Extrait à lire:
= = =

Mon
lieutenant, pourquoi me tirent-ils dessus ?
Rassure-toi, il n’y a rien de personnel...enfin
je crois, parce que parfois tu mériterais.
Ça va
alors. J’ai eu peur d’avoir fait une connerie.
C’est encore possible. Reste à côté du
sergent.
Lieutenant G. et marsouin B.
Selon
Lord Moran, officier-médecin
britannique lors des deux guerres mondiales, le courage est comme un capital à
la banque, on peut faire des retraits rapides ou non, on peut y faire des
dépôts. On peut aussi être dangereusement à découvert. Il y a ainsi toute une
économie du courage et de la peur à gérer depuis la première « vision de
l’éléphant » jusqu'à la saturation du sang.
Le
dépucelage de l’horreur
Le
baptême du feu, c’est le « dépucelage de l’horreur » de Voyage au bout de la nuit. Une attente
souvent d’appréhension et d’enthousiasme qui évoluent en sens contraire au feu
et à mesure que l’on sent que l’air se charge de danger. Le jeune sergent
Tezenas Du Montcel arrive sur le front à la fin du mois de février 1915 :
J’ai comme le sentiment
que je vais être initié à une grande chose follement désirée, vers quoi toutes
mes forces sont tendues depuis des mois et sur le point de la connaître
j’éprouve à la fois de l’appréhension et comme une sourde allégresse.
La
principale angoisse est alors bien souvent simplement d’être « à la hauteur » des normes de
courage et de compétence de son unité ou de son statut d’officier ou de
sous-officier :
il me tarde, d’autre
part, d’être mis à l’épreuve, de ne plus faire figure de « bleu » aux
yeux de mes hommes qui ont tous déjà vu le feu ou connaissent la tranchée, aux
yeux surtout de ces rares rescapés de Champagne qu’on reconnaît tout de suite
parmi les autres à la teinte délavée de leur capote, à leur regard atone devenu
indifférent à tout.
Le
choc vient alors de la surprise, c’est-à-dire en l’occurrence entre le décalage entre l’anticipation souvent
fantasmé de l’événement et la violence de la réalité.
Les
premiers combats d’une guerre sont particulièrement traumatisants à cet égard,
car presque tous les hommes sont des « bleus » et ce qui se passe est
très loin de ce qui était attendu. Pour Galtier-Boissière,
Dans leur riante
insouciance, la plupart de mes camarades n’avaient jamais réfléchi aux horreurs
de la guerre. Ils ne voyaient la bataille qu’à travers des chromos
patriotiques. […] Persuadés de l’écrasante supériorité de
notre artillerie et de notre aviation, nous nous représentions naïvement la
campagne comme une promenade militaire, une succession rapide de victoires
faciles et éclatantes.

= = =

Exercice court 1: Recopiez à l'identique les lignes des entrées, depuis leur début jusqu'à la ligne contenant « Give the mask of every instance of the hoodie », celle-ci comprise. Omettez les images dans votre réponse.

= = =

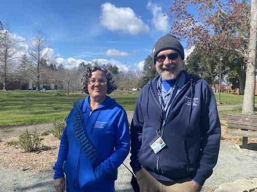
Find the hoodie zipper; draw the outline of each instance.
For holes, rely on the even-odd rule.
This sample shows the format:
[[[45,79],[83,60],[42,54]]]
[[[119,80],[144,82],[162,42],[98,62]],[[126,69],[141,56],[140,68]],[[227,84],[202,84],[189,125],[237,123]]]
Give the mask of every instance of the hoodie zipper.
[[[184,89],[185,88],[185,87],[187,86],[188,84],[189,84],[190,82],[190,81],[188,82],[186,84],[185,84],[182,87],[182,88],[181,88],[181,89],[180,90],[180,91],[179,92],[179,94],[175,96],[174,98],[173,99],[173,100],[172,101],[172,102],[171,104],[171,108],[170,108],[170,110],[171,109],[171,107],[172,106],[172,104],[174,102],[174,100],[175,100],[176,98],[177,98],[180,92],[181,92],[181,90],[183,90],[183,89]],[[155,100],[156,101],[156,102],[157,102],[157,101],[156,100],[156,98],[155,98],[155,96],[154,96],[154,95],[153,94],[153,91],[152,90],[152,89],[151,89],[151,92],[152,92],[152,94],[153,94],[153,96],[154,96],[154,98],[155,98]],[[160,106],[160,104],[159,104],[159,102],[157,102],[157,103],[158,103],[158,106]],[[162,108],[162,110],[163,110],[162,108]],[[164,117],[164,122],[163,124],[162,125],[162,128],[162,128],[162,132],[161,132],[161,137],[162,138],[163,136],[163,131],[164,130],[164,127],[165,126],[165,124],[166,123],[166,121],[165,120],[166,117]],[[159,162],[160,162],[160,154],[161,154],[160,153],[158,154],[158,156],[157,156],[157,160],[156,161],[156,169],[157,169],[157,171],[158,172],[160,172]]]
[[[81,156],[81,153],[82,153],[82,150],[80,149],[80,151],[79,152],[79,155],[78,156],[78,166],[77,168],[77,174],[76,174],[76,178],[75,186],[77,187],[79,187],[79,186],[78,186],[78,176],[79,176],[79,167],[80,166],[80,156]]]
[[[86,121],[87,122],[85,126],[85,128],[86,128],[86,126],[87,124],[87,122],[89,122],[89,118],[90,118],[90,116],[91,116],[92,114],[93,113],[93,111],[90,112],[89,116],[88,117],[87,120]],[[85,130],[86,131],[86,130]],[[79,186],[78,186],[78,176],[79,176],[79,168],[80,167],[80,158],[81,156],[82,152],[82,150],[81,149],[80,149],[80,151],[79,152],[79,155],[78,156],[78,166],[77,168],[77,174],[76,174],[76,180],[75,180],[75,186],[77,187]]]

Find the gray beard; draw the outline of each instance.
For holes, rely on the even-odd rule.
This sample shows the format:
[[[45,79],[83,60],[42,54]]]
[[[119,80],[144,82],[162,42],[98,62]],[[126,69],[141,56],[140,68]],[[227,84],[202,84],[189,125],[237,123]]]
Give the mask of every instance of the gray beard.
[[[159,73],[161,74],[162,80],[175,80],[179,76],[180,70],[177,74],[171,74],[170,72],[166,71],[158,71]]]

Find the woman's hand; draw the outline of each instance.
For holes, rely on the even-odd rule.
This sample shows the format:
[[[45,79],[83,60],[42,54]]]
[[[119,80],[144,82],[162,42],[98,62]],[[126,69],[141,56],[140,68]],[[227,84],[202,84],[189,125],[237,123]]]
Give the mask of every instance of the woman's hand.
[[[65,190],[65,179],[64,177],[56,178],[54,180],[54,186],[57,192],[63,192]]]
[[[198,192],[201,190],[201,189],[202,188],[202,186],[199,186],[198,184],[194,182],[193,180],[190,180],[188,182],[188,183],[191,186],[192,188],[194,189],[194,190],[196,192]]]

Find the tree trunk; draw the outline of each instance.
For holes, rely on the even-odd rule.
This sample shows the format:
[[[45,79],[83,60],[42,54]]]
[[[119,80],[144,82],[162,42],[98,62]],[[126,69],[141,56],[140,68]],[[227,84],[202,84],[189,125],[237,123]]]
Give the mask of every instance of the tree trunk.
[[[3,84],[3,90],[4,90],[4,92],[5,92],[6,90],[7,85],[7,84],[6,82],[6,80],[5,78],[5,80],[4,80],[4,82]]]
[[[252,114],[254,110],[257,44],[257,0],[251,0],[250,26],[246,78],[242,111],[242,113],[244,114]]]
[[[245,84],[245,72],[244,72],[244,66],[242,64],[241,72],[239,76],[239,94],[242,96],[244,92],[244,85]]]
[[[69,95],[69,90],[70,88],[69,86],[70,86],[70,80],[68,80],[68,90],[67,90],[68,91],[68,92],[67,92],[68,95]]]

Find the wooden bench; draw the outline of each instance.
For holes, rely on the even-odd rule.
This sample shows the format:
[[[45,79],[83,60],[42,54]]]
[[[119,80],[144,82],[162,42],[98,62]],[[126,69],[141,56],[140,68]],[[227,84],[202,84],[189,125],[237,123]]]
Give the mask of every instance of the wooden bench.
[[[228,134],[243,137],[242,147],[247,148],[248,138],[257,138],[257,116],[241,114],[228,114]]]

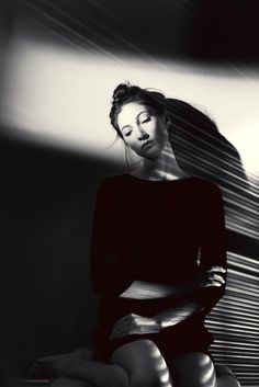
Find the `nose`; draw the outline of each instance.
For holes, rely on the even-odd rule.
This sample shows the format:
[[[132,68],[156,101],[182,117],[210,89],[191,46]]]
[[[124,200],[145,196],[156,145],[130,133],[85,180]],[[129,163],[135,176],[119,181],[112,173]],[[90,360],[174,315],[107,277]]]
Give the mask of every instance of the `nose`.
[[[137,133],[137,139],[139,140],[145,140],[149,137],[148,133],[146,133],[145,130],[143,130],[143,128],[138,128],[138,133]]]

= = =

Exercice court 2: D'après l'extrait, quand le jeune sergent Tezenas Du Montcel arrive-t-il sur le front ?

Solution 1:
Find the hoodie zipper; draw the outline of each instance.
For holes, rely on the even-odd rule.
This sample shows the format:
[[[45,79],[83,60],[42,54]]]
[[[119,80],[144,82],[162,42],[98,62]],[[126,69],[141,56],[140,68]],[[227,84],[202,84],[189,125],[237,123]]]
Give the mask of every instance of the hoodie zipper.

Solution 2: À la fin du mois de février 1915.